| EXERCISE AIM |
Produce a verbatim transcription of the records below, beginning at the line containing "the concrete building" and ending at the final line; include only those lines.
---- MATERIAL
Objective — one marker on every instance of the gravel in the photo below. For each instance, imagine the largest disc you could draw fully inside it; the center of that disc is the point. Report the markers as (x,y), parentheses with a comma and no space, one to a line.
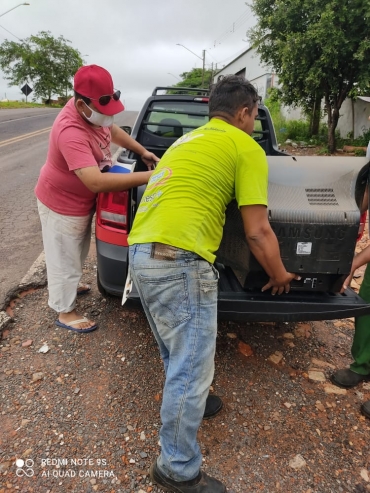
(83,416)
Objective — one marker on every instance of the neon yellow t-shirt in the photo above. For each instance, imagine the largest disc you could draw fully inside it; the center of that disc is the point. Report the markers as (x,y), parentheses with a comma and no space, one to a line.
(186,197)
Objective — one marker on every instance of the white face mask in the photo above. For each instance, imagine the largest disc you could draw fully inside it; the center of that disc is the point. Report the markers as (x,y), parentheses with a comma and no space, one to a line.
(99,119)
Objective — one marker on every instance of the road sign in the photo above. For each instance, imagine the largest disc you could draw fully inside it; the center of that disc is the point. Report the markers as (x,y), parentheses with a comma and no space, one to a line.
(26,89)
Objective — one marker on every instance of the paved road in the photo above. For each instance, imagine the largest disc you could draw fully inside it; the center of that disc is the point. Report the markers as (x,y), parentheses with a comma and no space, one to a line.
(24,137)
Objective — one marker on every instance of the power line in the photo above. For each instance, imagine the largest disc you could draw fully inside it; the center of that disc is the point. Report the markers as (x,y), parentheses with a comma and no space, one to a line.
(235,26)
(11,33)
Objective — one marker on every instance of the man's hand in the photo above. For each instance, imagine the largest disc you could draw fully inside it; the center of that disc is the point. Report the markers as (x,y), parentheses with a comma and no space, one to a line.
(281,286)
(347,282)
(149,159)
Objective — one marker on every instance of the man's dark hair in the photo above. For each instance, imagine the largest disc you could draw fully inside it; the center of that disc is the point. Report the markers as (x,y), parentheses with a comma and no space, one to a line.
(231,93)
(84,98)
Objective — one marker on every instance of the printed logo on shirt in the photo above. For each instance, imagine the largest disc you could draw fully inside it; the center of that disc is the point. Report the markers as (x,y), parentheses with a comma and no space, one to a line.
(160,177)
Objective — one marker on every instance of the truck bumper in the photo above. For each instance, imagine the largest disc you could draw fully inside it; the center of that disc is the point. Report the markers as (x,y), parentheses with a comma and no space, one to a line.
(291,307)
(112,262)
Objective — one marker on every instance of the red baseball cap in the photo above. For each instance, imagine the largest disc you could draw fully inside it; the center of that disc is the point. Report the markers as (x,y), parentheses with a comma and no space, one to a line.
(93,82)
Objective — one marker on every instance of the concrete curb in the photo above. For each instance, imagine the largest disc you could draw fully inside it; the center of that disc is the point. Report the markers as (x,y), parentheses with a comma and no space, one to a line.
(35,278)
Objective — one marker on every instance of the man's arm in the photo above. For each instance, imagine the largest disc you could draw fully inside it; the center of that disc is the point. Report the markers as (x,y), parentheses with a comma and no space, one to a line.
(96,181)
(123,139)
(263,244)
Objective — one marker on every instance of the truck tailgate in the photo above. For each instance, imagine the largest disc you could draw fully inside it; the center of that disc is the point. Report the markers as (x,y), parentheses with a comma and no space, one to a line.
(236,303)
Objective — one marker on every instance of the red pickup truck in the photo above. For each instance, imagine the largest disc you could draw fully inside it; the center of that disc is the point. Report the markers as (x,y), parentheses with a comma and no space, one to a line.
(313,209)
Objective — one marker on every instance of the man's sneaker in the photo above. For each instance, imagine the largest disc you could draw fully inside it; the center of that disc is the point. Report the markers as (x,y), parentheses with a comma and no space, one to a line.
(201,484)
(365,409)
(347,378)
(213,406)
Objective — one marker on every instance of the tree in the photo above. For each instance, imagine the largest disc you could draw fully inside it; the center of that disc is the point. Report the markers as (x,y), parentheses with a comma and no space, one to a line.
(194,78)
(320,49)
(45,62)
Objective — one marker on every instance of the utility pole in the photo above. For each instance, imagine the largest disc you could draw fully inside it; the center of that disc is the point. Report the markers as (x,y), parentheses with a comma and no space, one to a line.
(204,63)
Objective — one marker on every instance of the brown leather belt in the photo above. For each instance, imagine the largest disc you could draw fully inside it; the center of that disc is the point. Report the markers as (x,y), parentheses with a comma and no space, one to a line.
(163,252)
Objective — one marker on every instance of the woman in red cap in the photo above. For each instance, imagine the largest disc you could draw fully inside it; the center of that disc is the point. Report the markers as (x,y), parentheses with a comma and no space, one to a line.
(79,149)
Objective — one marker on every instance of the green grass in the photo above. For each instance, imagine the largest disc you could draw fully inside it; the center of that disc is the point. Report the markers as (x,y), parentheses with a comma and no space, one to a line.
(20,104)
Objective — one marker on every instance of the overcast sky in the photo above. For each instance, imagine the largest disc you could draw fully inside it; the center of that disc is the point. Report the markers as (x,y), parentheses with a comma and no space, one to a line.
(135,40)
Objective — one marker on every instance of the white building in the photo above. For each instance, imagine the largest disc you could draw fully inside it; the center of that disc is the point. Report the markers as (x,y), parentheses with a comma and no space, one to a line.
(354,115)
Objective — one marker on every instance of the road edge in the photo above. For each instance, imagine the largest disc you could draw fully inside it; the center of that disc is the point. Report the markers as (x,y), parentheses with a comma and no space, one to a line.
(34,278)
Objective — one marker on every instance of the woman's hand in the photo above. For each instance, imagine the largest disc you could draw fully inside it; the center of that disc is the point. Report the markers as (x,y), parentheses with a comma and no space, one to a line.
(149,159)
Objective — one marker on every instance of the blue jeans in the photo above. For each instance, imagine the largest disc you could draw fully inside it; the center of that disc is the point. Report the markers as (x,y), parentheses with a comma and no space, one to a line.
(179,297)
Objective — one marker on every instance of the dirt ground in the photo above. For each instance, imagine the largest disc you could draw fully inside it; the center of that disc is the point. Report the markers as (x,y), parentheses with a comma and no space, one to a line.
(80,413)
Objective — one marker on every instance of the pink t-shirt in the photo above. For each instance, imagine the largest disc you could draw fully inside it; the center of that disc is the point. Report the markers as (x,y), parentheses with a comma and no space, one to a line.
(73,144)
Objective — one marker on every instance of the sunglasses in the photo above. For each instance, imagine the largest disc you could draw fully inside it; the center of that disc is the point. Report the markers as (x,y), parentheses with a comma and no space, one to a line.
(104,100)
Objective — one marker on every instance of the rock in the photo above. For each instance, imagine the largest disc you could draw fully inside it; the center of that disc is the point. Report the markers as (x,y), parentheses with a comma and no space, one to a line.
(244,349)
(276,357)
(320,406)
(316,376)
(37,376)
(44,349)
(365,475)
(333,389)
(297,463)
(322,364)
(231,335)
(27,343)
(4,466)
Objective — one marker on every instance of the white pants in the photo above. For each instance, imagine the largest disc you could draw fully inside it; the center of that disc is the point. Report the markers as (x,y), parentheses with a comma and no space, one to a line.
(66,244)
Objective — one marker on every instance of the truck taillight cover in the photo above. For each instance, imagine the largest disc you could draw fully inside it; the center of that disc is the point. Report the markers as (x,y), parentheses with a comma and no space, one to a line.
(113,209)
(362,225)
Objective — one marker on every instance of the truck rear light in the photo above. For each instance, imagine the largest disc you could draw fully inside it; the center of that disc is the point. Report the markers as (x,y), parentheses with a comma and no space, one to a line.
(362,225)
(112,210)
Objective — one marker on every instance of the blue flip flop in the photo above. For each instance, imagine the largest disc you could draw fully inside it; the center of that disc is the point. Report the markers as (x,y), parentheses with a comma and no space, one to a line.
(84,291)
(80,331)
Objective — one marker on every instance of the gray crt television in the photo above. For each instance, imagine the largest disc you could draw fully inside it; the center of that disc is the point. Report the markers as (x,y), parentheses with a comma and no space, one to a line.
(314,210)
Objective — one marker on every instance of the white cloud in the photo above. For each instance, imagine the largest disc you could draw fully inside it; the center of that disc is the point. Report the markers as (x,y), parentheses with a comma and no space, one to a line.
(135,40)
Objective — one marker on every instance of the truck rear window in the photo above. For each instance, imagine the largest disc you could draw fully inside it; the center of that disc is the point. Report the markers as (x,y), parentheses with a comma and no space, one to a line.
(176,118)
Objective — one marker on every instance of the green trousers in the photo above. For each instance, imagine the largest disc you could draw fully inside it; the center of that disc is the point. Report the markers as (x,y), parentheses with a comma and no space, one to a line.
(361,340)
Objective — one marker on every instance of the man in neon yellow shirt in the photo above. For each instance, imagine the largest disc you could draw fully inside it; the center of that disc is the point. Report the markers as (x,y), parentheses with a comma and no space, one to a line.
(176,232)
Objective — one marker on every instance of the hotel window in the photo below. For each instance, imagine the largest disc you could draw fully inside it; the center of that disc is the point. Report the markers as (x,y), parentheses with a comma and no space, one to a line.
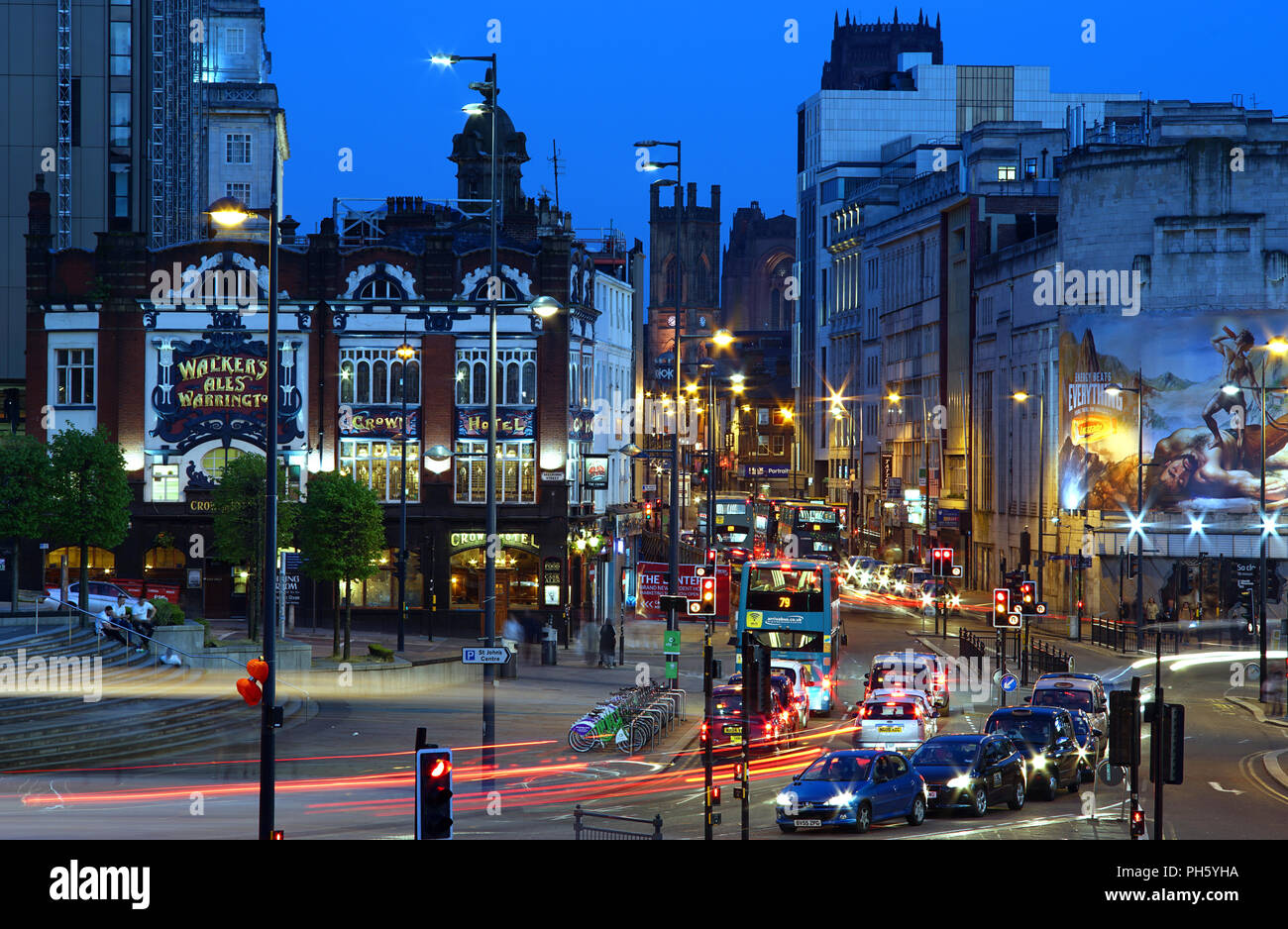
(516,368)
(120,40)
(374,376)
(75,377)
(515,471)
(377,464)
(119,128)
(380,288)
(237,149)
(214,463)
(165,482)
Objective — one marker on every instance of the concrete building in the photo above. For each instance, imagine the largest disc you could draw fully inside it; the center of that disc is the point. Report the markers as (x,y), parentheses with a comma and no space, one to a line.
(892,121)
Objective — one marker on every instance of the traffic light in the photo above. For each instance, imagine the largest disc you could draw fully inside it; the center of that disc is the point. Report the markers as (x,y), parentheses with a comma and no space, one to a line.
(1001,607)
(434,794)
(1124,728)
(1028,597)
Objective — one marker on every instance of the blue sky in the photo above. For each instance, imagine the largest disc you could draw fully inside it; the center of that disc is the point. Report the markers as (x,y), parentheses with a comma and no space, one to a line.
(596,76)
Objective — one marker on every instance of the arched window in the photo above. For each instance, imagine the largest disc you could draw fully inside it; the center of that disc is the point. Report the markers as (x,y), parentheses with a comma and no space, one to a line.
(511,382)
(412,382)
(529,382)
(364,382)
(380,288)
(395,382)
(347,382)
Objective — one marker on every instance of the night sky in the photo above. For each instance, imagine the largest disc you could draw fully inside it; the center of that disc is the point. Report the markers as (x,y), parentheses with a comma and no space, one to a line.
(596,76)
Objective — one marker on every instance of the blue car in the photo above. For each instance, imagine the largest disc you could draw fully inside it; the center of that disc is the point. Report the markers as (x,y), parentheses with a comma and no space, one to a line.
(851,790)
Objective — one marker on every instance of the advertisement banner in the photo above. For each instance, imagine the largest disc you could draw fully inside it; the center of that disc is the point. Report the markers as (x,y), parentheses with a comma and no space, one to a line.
--------
| RESPONSE BELOW |
Objective — one marker on every instance of the concrete building in the photo above. For each instance, imagine the largest disc you could draw fully inside it; the center of that disc is the point. Report the markers as (x,y), parentheses with a comma and no space, one to a line.
(892,121)
Objective — one marker on every instance of the traffic light in the photo above. For each instance, imagine the largest disc you could draw fully inside it; the center of that disc is the point. Report the markers as (x,y), parentheses with a comma and no space, one to a line.
(1001,607)
(434,794)
(1124,728)
(1028,597)
Objective — one marker on every instance of the blue sky in the photo above. For each instance, imagine the largest disc you could draw fully inside it; the center of that disc is the point. Report the markers as (x,y), parentheses with a comma and no space, one to a line.
(596,76)
Objective — one marker on every instance of the arched window in the photo above. For each instance, imagine the largest disc you could draw fully inside it; the center of that disc is the point. Report the markers as (x,y), parentheses with a comma and no space, one to a line.
(511,382)
(412,382)
(529,382)
(364,382)
(380,288)
(395,382)
(347,382)
Objective — one marker on every instance of the night sky in the photo above. For each instance, imagine the largest disc you could draw fully inside it; the center of that disc is the point. Report the markers as (x,y), parentheses with a comma and no space, one to a line.
(596,76)
Objective — one marker on every instance of the blue car in the photo above. For each instance, imagine the largest disc you could draw fully inside it; the center of that disc is the point. Report the markers as (x,y), parentheses with a comma and no space, one to a line.
(851,790)
Objective — one marker on every instance of the advertisement banner in the photo above. For each instance, imagine the largest disc you could draw fully inside it; the center of that disc is the point. Report the markers as (x,y), parentheses with a comma and no space, one to a line.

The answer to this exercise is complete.